**OPERAZIONI RICHIESTE:**
a: Riassumi in due frasi la recensione di Brother's Keeper riportata qui sotto.
b: Estrai dai record ogni riga che contiene la stringa "plate" e riportala senza modifiche.

**TESTO ESTRATTO:**
....
Il festival in pillole
BROTHER’S KEEPER di Ferit Karahan – MICHELE GALARDINI
In un collegio che ospita giovani curdi, tutti maschi, l’autorità degli insegnanti adulti non si ferma alle ore di lezione, ma scandisce l’intera giornata al ritmo di punizioni e ordini perentori. Mentre fuori dalle aule e dai dormitori imperversa una copiosa nevicata, una notte Yusuf vede il suo compagno di stanza Memo tornare mestamente a letto, accompagnato da un tutore. Il mattino seguente Memo sta molto male e mentre gli adulti si rendono progressivamente conto della gravità della situazione, le storture fin lì accettate vengono a galla mettendo i professori uno contro l’altro, in un gioco al massacro psicologico che ha come uniche vittime i ragazzini. Ferit Karahan racconta una storia in parte autobiografica – da giovane ha passato sei anni in uno dei tanti collegi presenti in Turchia – scegliendo il punto di vista apparentemente innocente di Yusuf, personaggio spesso passivo eppure fondamentale per scardinare il meccanismo di omertà della scuola. Come László Nemes costruisce il contesto drammatico partendo spesso dalle spalle del protagonista, pedinandolo con la camera a mano, senza osare virtuosismi in piano sequenza, bensì lasciando che il montaggio sveli il vero volto del potere, tradito da micro-espressioni e delazioni. Il collegio come sineddoche dello Stato, fucina non di menti libere bensì di eserciti di sottomessi a loro volta destinati a diventare controllori, e la neve come affascinante catastrofe contro cui nessuno, nemmeno la burocrazia, può niente. Stretto tra questi due poli, Yusuf sceglie di farsi carico del corpo dell’amico, proteggerlo, vegliarlo e combattere la paura con la compassione. Se tutto questo vi ricorda Il figlio di Saul, secondo me siete sulla strada giusta.
....
**RECORD MOSTRATI:**
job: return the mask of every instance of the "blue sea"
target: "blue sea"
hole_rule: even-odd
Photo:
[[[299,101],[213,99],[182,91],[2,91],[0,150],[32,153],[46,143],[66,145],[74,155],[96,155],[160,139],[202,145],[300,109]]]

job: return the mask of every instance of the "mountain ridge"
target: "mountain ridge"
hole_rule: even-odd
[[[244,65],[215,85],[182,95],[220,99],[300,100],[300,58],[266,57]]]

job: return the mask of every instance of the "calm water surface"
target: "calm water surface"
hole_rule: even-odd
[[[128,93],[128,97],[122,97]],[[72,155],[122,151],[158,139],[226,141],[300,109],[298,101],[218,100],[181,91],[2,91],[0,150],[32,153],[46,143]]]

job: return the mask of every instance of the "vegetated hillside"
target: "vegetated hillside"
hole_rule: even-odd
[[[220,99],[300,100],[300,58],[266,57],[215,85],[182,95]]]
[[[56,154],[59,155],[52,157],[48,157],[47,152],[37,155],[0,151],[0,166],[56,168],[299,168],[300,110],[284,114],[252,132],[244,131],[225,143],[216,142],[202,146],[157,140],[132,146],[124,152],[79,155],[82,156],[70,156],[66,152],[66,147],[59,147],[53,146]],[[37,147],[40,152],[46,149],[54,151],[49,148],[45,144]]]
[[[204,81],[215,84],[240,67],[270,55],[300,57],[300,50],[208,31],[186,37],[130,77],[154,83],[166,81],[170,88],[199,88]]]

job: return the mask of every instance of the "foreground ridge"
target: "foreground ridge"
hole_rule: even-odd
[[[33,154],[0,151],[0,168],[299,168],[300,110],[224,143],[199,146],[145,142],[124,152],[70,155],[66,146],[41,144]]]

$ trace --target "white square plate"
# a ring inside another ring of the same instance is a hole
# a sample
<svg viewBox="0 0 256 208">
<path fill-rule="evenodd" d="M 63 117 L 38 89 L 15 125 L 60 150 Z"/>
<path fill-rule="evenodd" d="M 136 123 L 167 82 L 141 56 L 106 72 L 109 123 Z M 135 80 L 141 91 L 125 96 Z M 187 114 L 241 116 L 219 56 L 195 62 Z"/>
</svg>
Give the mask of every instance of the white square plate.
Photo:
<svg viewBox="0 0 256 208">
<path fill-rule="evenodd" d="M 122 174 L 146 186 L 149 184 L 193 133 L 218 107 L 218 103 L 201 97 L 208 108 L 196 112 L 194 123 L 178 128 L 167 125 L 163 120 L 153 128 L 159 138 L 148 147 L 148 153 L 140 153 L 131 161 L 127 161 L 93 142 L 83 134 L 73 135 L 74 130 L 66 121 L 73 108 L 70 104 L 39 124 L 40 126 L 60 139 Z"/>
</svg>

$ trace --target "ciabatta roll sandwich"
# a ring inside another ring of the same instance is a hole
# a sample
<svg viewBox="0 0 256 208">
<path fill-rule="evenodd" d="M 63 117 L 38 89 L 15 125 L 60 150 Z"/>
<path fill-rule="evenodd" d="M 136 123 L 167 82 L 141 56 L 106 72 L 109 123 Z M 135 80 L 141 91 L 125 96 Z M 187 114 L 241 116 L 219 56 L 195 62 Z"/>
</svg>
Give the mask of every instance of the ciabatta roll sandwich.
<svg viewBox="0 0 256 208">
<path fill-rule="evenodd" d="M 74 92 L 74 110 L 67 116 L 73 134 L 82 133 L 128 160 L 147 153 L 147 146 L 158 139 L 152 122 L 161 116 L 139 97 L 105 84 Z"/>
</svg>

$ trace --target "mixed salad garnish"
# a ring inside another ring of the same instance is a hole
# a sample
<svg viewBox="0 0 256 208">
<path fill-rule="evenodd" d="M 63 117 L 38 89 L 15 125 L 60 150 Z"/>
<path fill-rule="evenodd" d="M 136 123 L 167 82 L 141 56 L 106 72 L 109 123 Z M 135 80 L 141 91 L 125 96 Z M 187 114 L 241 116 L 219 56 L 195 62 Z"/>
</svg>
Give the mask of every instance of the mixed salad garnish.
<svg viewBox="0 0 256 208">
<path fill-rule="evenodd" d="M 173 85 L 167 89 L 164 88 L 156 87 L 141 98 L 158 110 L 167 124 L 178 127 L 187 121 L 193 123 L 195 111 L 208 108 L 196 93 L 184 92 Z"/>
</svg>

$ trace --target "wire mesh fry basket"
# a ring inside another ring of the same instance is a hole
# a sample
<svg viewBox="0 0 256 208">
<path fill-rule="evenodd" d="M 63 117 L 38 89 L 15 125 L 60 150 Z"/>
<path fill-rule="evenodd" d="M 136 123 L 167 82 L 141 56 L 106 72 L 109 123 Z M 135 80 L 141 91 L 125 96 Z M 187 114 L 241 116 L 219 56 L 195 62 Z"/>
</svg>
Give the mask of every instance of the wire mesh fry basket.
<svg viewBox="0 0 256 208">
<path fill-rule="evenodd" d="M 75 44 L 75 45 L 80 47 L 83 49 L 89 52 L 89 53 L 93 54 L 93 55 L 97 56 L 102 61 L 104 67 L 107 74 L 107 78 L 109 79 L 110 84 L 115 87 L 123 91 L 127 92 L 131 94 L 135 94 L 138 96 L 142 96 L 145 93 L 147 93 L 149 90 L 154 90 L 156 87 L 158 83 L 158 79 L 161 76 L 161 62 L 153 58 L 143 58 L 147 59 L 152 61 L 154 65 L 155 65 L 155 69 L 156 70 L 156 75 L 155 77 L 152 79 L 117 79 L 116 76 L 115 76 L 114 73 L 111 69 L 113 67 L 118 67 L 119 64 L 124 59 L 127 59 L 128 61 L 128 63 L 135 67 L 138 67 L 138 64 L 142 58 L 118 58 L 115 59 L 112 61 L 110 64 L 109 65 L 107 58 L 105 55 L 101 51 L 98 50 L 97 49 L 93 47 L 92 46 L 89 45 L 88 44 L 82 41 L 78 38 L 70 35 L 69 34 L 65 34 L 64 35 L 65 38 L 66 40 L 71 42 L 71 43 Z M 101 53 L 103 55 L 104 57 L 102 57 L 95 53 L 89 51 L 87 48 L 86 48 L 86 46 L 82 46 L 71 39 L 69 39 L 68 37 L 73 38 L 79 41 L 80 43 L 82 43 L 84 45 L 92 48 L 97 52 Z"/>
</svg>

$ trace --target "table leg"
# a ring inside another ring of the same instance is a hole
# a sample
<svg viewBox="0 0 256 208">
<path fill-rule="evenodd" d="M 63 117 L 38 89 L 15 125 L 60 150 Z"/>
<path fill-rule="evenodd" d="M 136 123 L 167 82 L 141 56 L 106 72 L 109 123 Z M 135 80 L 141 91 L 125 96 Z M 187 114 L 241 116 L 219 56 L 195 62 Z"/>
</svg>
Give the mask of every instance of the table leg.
....
**RISPOSTE AI COMPITI:**
a: In un collegio per ragazzi curdi, durante una copiosa nevicata, Memo si ammala gravemente e la crisi fa emergere le storture della scuola, mettendo i professori l'uno contro l'altro a danno dei ragazzini. Ferit Karahan, che da giovane ha trascorso sei anni in un collegio in Turchia, racconta la storia dal punto di vista del compagno di stanza Yusuf, che sceglie di proteggere e vegliare l'amico.

b:
$ trace --target "white square plate"
Give the mask of every instance of the white square plate.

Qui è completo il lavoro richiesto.